How to complete this task>
Search the entries below for the line containing "Would you mind pointing to the white"; from there to the end, return every line exactly and add nothing.

Top of Information shown

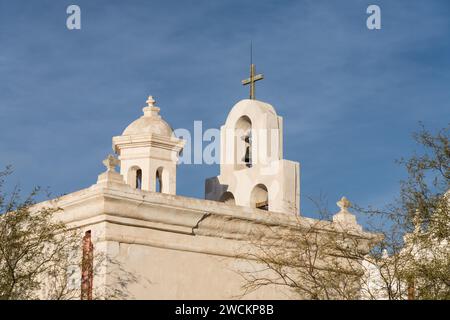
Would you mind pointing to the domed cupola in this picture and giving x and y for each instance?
(150, 122)
(148, 152)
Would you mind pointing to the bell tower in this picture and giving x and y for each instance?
(148, 152)
(253, 172)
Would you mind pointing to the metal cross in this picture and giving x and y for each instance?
(253, 78)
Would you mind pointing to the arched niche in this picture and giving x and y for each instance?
(228, 198)
(243, 143)
(259, 197)
(135, 177)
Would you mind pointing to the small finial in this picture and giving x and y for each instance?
(111, 162)
(344, 204)
(150, 101)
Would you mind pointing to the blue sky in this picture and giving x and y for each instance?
(350, 97)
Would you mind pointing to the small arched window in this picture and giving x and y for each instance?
(243, 143)
(260, 197)
(134, 177)
(228, 198)
(138, 184)
(159, 182)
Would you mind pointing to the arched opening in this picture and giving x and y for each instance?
(138, 179)
(228, 198)
(159, 181)
(135, 177)
(259, 197)
(243, 143)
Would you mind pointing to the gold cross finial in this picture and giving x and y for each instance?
(344, 204)
(253, 76)
(150, 101)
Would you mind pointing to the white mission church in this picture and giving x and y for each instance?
(179, 247)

Bottom of Information shown

Result>
Would you mind pointing to the white mission church in this picture and giving x and y for each instance?
(179, 247)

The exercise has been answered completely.